*YOUR OBJECTIVE*.
Could you print exactly the lines of the listing below, starting at the line that has "bbox: carved crucifix figure" and ending at the line that has "bbox: wooden post", and only those lines?

*DATA TO PROCESS*.
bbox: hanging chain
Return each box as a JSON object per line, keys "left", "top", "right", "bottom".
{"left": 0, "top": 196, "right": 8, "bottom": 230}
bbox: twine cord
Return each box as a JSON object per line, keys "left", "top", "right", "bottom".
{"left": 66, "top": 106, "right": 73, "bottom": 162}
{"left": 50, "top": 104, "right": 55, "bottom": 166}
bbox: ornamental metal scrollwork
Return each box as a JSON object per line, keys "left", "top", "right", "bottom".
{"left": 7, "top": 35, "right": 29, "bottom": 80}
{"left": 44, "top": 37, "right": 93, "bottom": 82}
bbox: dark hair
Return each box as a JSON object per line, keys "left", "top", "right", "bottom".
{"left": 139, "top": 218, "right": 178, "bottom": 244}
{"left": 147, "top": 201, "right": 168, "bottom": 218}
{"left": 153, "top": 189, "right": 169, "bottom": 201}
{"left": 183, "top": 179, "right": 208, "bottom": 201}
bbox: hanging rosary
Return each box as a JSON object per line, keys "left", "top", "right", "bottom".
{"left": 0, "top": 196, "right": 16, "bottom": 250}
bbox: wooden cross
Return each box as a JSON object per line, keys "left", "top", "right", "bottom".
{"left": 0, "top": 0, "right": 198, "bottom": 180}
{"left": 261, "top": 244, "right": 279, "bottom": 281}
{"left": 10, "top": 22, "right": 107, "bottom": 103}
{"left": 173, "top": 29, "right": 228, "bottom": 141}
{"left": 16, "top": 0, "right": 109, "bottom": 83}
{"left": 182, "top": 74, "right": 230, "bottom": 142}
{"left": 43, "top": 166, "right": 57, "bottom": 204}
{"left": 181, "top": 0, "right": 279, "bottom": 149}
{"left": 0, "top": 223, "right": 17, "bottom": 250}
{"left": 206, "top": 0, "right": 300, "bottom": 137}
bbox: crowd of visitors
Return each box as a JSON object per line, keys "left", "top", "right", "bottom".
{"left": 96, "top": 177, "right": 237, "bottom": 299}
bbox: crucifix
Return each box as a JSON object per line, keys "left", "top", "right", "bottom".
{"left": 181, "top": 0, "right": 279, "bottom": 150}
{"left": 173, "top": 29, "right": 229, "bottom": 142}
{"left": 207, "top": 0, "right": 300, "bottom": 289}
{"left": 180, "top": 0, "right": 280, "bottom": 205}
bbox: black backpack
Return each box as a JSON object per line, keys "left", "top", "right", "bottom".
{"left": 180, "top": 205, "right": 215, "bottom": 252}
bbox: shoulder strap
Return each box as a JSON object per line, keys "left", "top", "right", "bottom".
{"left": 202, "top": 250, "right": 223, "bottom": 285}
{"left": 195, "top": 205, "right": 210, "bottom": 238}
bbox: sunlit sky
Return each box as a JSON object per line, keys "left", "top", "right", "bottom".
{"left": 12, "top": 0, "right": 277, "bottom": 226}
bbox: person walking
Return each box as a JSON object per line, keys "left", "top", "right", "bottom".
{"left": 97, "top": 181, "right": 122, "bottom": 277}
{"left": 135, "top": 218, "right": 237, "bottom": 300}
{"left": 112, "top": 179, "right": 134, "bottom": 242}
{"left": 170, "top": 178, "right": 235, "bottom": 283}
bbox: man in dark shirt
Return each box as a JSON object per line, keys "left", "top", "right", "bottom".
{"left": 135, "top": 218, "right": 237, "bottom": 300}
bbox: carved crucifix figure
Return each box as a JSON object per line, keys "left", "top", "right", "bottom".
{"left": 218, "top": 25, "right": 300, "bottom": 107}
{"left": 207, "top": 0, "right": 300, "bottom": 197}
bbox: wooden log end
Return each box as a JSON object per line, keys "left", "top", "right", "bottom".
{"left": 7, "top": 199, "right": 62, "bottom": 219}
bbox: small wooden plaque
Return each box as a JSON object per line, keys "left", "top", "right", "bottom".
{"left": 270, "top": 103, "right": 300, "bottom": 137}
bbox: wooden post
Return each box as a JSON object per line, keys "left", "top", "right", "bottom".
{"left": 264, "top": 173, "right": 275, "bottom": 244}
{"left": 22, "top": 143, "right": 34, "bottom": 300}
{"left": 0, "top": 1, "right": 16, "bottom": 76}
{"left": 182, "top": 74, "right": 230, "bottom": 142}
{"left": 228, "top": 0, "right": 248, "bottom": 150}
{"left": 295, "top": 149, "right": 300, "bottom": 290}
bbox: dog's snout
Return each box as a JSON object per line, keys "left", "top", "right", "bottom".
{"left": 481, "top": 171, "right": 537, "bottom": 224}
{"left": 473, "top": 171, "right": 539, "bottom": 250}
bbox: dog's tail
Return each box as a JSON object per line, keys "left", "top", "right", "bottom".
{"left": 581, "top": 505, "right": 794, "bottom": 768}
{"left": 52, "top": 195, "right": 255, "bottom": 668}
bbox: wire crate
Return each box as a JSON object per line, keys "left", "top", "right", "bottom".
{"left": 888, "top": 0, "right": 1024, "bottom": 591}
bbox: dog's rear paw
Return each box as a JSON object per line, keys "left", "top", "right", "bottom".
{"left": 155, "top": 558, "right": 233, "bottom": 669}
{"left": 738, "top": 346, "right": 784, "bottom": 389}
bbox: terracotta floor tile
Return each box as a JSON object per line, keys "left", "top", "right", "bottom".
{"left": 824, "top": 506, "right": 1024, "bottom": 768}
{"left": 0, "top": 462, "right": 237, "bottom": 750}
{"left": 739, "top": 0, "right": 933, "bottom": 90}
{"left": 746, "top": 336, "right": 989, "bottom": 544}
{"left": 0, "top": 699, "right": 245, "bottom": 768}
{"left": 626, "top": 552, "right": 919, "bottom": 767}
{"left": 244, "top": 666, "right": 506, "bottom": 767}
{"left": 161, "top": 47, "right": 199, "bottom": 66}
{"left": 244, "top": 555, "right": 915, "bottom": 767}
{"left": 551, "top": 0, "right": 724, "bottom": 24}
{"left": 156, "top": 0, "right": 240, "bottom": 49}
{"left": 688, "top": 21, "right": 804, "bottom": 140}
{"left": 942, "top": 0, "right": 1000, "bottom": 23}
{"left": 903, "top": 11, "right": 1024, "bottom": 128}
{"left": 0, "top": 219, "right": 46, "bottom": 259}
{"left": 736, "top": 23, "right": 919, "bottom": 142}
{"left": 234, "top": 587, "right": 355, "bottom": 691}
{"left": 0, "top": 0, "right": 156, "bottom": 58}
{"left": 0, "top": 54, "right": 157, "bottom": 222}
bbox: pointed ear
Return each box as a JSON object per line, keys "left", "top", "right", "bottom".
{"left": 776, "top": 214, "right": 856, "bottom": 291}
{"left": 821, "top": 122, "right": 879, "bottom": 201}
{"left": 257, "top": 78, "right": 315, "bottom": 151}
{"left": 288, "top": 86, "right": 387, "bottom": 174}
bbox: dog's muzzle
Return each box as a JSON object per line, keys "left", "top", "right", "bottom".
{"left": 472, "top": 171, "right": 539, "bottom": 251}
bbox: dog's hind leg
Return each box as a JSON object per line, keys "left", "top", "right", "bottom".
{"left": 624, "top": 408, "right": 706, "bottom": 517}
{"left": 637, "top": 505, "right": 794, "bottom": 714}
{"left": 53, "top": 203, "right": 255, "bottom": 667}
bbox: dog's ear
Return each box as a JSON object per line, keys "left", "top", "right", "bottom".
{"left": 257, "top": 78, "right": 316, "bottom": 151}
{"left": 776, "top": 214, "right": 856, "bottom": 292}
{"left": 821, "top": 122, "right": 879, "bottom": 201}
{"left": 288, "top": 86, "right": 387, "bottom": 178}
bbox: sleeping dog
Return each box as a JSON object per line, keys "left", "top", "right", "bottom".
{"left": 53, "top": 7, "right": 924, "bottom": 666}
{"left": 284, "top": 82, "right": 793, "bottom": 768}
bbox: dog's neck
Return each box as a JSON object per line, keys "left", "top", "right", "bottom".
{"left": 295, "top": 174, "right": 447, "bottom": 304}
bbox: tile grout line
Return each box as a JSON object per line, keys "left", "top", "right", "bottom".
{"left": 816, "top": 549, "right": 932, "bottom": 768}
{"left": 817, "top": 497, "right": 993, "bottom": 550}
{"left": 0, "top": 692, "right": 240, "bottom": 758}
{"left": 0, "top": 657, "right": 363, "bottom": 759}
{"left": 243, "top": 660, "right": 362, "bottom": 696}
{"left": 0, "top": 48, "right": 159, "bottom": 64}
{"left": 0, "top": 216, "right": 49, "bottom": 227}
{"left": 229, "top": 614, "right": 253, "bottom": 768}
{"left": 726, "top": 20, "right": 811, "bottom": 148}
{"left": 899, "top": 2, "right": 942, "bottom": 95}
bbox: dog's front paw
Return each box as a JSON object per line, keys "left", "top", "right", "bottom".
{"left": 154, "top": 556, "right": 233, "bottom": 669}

*TASK RESULT*.
bbox: carved crucifix figure
Return each box as a JSON object per line, keys "left", "top", "right", "bottom".
{"left": 218, "top": 25, "right": 300, "bottom": 107}
{"left": 207, "top": 0, "right": 300, "bottom": 197}
bbox: wooden log end
Return each box as a JSON object per line, keys "left", "top", "right", "bottom".
{"left": 7, "top": 199, "right": 62, "bottom": 219}
bbox: small wooden plaque
Return each box as a JSON object per line, keys "left", "top", "right", "bottom".
{"left": 270, "top": 103, "right": 300, "bottom": 137}
bbox: wooden post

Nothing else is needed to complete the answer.